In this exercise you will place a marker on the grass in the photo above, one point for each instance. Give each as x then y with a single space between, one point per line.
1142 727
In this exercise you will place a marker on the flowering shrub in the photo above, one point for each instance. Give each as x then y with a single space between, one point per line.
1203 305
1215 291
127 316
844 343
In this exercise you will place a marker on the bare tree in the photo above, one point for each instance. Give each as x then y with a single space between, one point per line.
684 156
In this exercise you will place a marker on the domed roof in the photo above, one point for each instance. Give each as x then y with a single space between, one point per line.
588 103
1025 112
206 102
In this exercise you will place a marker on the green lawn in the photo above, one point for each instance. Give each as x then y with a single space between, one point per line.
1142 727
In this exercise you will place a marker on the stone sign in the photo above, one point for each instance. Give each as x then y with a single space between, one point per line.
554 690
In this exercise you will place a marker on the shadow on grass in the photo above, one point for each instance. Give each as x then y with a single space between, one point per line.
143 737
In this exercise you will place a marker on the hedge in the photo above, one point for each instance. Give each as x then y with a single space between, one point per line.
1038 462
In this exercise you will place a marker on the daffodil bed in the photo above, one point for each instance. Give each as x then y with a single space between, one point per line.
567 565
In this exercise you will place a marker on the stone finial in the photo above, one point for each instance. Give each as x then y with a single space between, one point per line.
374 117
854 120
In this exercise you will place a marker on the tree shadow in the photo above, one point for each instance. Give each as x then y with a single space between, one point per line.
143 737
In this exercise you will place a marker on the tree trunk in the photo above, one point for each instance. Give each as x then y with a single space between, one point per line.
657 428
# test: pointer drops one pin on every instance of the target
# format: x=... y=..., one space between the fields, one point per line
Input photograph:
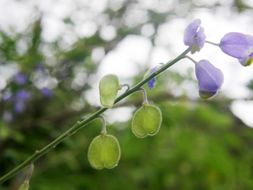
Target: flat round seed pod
x=108 y=89
x=104 y=152
x=146 y=121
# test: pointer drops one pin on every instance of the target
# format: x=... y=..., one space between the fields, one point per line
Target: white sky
x=134 y=52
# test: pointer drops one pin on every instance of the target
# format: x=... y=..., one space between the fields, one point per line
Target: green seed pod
x=24 y=185
x=146 y=121
x=104 y=152
x=108 y=89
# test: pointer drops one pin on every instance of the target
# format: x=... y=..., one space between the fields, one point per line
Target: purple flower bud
x=20 y=78
x=239 y=46
x=194 y=36
x=209 y=78
x=47 y=92
x=23 y=95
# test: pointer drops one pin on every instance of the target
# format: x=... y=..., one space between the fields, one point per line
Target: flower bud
x=194 y=36
x=238 y=45
x=108 y=89
x=146 y=121
x=104 y=152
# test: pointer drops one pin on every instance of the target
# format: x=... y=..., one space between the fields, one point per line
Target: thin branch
x=82 y=123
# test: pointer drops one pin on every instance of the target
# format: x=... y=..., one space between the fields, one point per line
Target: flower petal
x=237 y=45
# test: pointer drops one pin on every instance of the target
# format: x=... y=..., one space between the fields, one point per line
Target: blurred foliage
x=201 y=145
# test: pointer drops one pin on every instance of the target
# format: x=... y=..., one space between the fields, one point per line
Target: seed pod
x=104 y=152
x=24 y=185
x=108 y=89
x=146 y=121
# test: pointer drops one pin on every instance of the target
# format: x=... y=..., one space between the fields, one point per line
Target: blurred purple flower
x=239 y=46
x=20 y=78
x=7 y=96
x=194 y=36
x=152 y=82
x=23 y=95
x=209 y=78
x=19 y=106
x=47 y=92
x=7 y=116
x=21 y=98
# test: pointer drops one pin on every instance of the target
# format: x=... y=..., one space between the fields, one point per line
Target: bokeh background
x=52 y=55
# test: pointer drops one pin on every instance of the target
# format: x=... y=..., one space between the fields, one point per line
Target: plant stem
x=82 y=123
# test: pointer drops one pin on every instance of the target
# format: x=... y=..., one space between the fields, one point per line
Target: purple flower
x=152 y=82
x=19 y=106
x=21 y=98
x=23 y=95
x=209 y=78
x=47 y=92
x=20 y=78
x=7 y=116
x=239 y=46
x=194 y=36
x=7 y=96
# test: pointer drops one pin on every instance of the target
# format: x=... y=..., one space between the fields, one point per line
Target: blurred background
x=52 y=55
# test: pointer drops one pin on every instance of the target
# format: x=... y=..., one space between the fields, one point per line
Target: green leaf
x=146 y=121
x=104 y=152
x=108 y=89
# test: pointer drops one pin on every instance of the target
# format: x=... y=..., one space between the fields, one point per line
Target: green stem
x=82 y=123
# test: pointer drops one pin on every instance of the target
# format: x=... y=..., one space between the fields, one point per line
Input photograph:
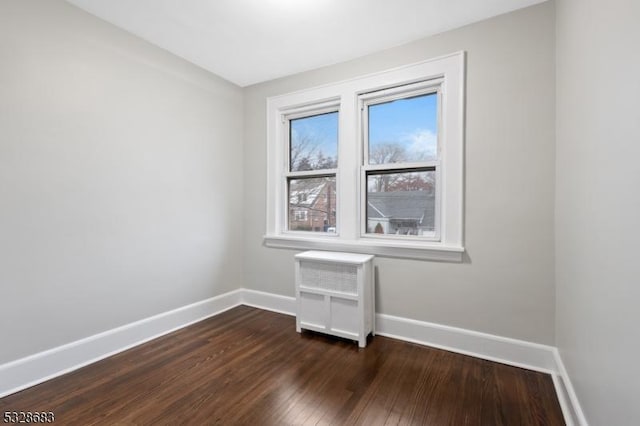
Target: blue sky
x=410 y=122
x=322 y=129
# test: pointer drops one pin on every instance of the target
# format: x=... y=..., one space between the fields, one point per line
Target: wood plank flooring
x=249 y=367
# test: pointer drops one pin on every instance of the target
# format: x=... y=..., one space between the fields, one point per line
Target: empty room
x=301 y=212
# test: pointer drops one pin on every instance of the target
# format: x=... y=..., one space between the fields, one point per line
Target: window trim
x=427 y=87
x=347 y=94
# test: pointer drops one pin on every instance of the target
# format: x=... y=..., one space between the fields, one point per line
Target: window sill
x=397 y=249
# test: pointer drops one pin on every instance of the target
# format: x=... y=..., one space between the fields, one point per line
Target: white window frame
x=448 y=74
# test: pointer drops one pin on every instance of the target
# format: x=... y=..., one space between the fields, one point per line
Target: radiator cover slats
x=335 y=294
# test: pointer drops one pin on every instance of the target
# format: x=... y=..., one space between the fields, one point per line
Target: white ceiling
x=250 y=41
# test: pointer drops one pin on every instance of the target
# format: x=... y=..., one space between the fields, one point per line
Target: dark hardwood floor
x=248 y=366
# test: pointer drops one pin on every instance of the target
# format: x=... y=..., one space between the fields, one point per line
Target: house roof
x=416 y=205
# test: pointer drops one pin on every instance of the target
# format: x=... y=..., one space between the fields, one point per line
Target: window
x=370 y=165
x=311 y=172
x=401 y=161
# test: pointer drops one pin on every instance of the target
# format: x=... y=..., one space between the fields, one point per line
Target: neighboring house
x=400 y=212
x=313 y=207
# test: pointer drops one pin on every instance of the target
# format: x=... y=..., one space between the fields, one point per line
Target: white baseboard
x=37 y=368
x=567 y=397
x=269 y=301
x=519 y=353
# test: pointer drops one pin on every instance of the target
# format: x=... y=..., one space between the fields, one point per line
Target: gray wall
x=119 y=178
x=598 y=205
x=506 y=284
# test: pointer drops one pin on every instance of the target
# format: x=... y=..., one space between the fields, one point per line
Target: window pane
x=404 y=130
x=314 y=142
x=401 y=203
x=312 y=204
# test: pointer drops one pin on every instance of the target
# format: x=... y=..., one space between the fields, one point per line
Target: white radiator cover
x=335 y=294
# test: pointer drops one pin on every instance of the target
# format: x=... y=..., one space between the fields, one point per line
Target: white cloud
x=423 y=145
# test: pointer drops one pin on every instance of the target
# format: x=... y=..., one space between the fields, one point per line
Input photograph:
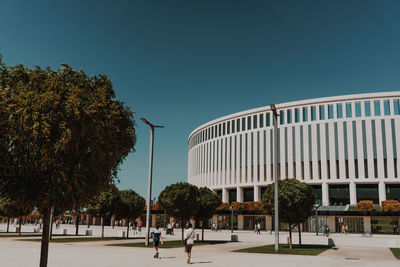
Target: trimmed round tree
x=62 y=140
x=208 y=202
x=180 y=200
x=131 y=205
x=105 y=205
x=296 y=202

------------------------

WHAT THE TASK ASKS: When copying the material, leave every image behind and keep each line verbatim.

EXERCISE RESPONSE:
In this exercise you will place a marker on the grass in the photo above, one point for each instance. Give each as x then y with a single space between, one point per line.
1142 727
In this exercise you will place a marker on the flowering shrub in the photo above, one point for each instance. Give each as x then y with a single space between, one point per line.
1203 305
1215 291
127 316
844 343
In this exercise you will place a marker on the bare tree in the photo above, one point for each instance. Give each as x then y with a single space between, one point per line.
684 156
In this exercise you will place a marker on the domed roof in the photo above, one point for each instance. Give each as x then y with a single space between, one point per line.
588 103
1025 112
206 102
In this exercise you will place a marker on the green lawn in the photo above, one point for each instance. Give each as x then y with a single space between, one point per line.
1142 727
In this exercise you will place a marker on the stone sign in the photo above, one point for each instance. Give each as x then y with a single space between, one point per line.
554 690
In this exercise you will place a marker on the shadow on grass in the photo above, one point for each instance. Give each as x then y with a single space between, one point per line.
143 737
In this exercise you will place a marker on the hedge in the photo above, one point for each instance. Give each as x then y with a single space between, one point per line.
1038 462
In this exercise you will place a marker on the daffodil bed in the photo above, one point for each instance. Give each as x then y with a single space between, one point per line.
567 565
In this exercise you will place a marker on the stone finial in the photo above, one point for each instance. Give each as x then y with a single space between, one point per line.
374 117
854 120
In this exercise you will place a marker on the tree shadow in the photo above, one point for each instance. Give each as x then y with a single space between, one point per line.
143 737
In this exercise you will place a marker on the tree trunk in the photo above, one point for each instance. Give each as x then y with a single space between, one point per line.
657 428
# test: pointer drops one pin on every instance of the target
# format: x=... y=..., one space between the fields, one point per line
Input photograph:
Target: flat round seed pod
x=108 y=89
x=104 y=152
x=146 y=121
# test: pointer drops one pin on every instance of the target
# format: x=... y=..., one space between the fields, one point per line
Target: white sky
x=134 y=52
# test: pointer drops one pin on every instance of the target
# format: x=... y=..., one space between the fields, one point per line
Target: green seed pod
x=24 y=185
x=146 y=121
x=104 y=152
x=108 y=89
# test: pointer drops one pin on every instance of the target
# format: x=... y=..., one space between the fields, one point per line
Target: purple flower bud
x=20 y=78
x=239 y=46
x=194 y=36
x=209 y=78
x=47 y=92
x=23 y=95
# test: pointer drops one pin on every instance of the target
# format: x=... y=..., one space between the fields, one point per line
Target: flower bud
x=194 y=36
x=238 y=45
x=108 y=89
x=146 y=121
x=104 y=152
# test: pointer drops one pin on every instance of the target
# format: x=... y=..., one space between the fields, one point per line
Target: thin branch
x=82 y=123
# test: pointer drops one pin on every instance of the target
# format: x=... y=..., one space between the fields, one point per line
Target: flower petal
x=237 y=45
# test: pointer drops one pin on every instance of the target
# format: x=... y=..., one space between the fields, one point per line
Target: blurred foliage
x=201 y=145
# test: pointer drops one pin on every instance of the target
# format: x=... y=..., one space between the fields, one point per line
Target: seed pod
x=104 y=152
x=24 y=185
x=108 y=89
x=146 y=121
# test: pointer drops one pin on every instance of the target
# format: x=... y=..., one space between the fields, one point per line
Target: blurred purple flower
x=239 y=46
x=20 y=78
x=7 y=96
x=194 y=36
x=152 y=82
x=23 y=95
x=209 y=78
x=19 y=106
x=47 y=92
x=7 y=116
x=21 y=98
# test: pointer drops one pin on every instance of the target
# format: x=... y=..., one space between the fields, one point per line
Target: bokeh background
x=52 y=55
# test: pointer drops one pin on every instance of the target
# format: x=... y=..., one space between the fields, one point per line
Target: plant stem
x=82 y=123
# test: pointer drops one pin on every instance of the target
# format: x=... y=..., one space between the fields, one point per line
Target: purple flower
x=152 y=82
x=19 y=106
x=21 y=98
x=23 y=95
x=209 y=78
x=47 y=92
x=20 y=78
x=7 y=116
x=239 y=46
x=194 y=36
x=7 y=96
# test: pointer drops one pin on every instance of the target
# format: x=... y=..., one space between the fields, one point per line
Target: blurred background
x=52 y=55
# test: pointer drops one pin on every instance of the target
# format: x=... y=..., one space between the fields, one point per line
Target: green leaf
x=146 y=121
x=104 y=152
x=108 y=89
# test: pointer drops one pin on every instance of the target
# format: x=... y=..., one space between the fields, one point per line
Target: green stem
x=82 y=123
# test: pointer drops one pin on every instance of the target
# format: x=... y=..., one space between the fields, one point per line
Input photograph:
Target: blue sky
x=410 y=122
x=322 y=129
# test: pointer drops one pin on every instance of the target
# format: x=... y=..., one space between the fields, one point per line
Target: wood plank flooring
x=249 y=367
# test: pointer drops one pin on every instance of the target
# format: x=... y=..., one space between the fields, one point per line
Target: empty room
x=301 y=212
# test: pointer drops one pin on every instance of the target
# format: x=... y=..., one space between the fields, one point per line
Target: window trim
x=427 y=87
x=347 y=94
# test: pointer drops one pin on every instance of the target
# format: x=... y=..., one space between the fields, one point per line
Target: window sill
x=397 y=249
# test: pointer drops one pin on every instance of the target
# format: x=... y=..., one space between the fields, one point per line
Target: white window frame
x=448 y=74
# test: pointer drops one pin on every instance of the target
# format: x=... y=..., one space between the fields, one point per line
Target: radiator cover slats
x=335 y=294
# test: pointer drops one pin on every instance of the target
# format: x=... y=..., one space between the fields, one point per line
Target: white ceiling
x=250 y=41
# test: pointer drops one pin on every instance of the target
# format: x=... y=..., one space between the fields, one point per line
Target: dark hardwood floor
x=248 y=366
# test: pointer drops one pin on every instance of the target
# format: x=... y=..., one space between the fields, one point per line
Target: house roof
x=416 y=205
# test: pointer drops one pin on every instance of the target
# format: x=... y=..., one space between the fields, one point per line
Target: window
x=370 y=165
x=311 y=172
x=401 y=161
# test: pointer drops one pin on every instance of the target
# format: x=... y=..., one space between the fields, one point per line
Target: neighboring house
x=400 y=212
x=313 y=207
# test: pointer drops one pin on every instance of the target
# format: x=... y=..., one space between the fields, one point per line
Target: white baseboard
x=37 y=368
x=567 y=397
x=269 y=301
x=519 y=353
# test: pointer drops one pin on every instance of the target
# format: x=... y=..., one space between the fields, one point per line
Target: gray wall
x=119 y=178
x=598 y=205
x=506 y=284
# test: pointer drops one pin on every instance of the target
# format: x=... y=..., one space between the fields, one point per line
Target: window pane
x=404 y=130
x=314 y=142
x=401 y=203
x=312 y=204
# test: pointer drops one pin on every instance of the target
# format: x=... y=..., one space between the fields, one point per line
Target: white radiator cover
x=335 y=294
# test: pointer drops one pin on every instance of the target
# format: x=... y=..., one space between the fields, one point per line
Target: white cloud
x=423 y=145
# test: pointer drops one pin on every instance of the target
# format: x=... y=..., one space between the fields, one point per line
Input photograph:
Target: trimmed round tree
x=62 y=140
x=208 y=202
x=180 y=200
x=131 y=205
x=105 y=205
x=296 y=202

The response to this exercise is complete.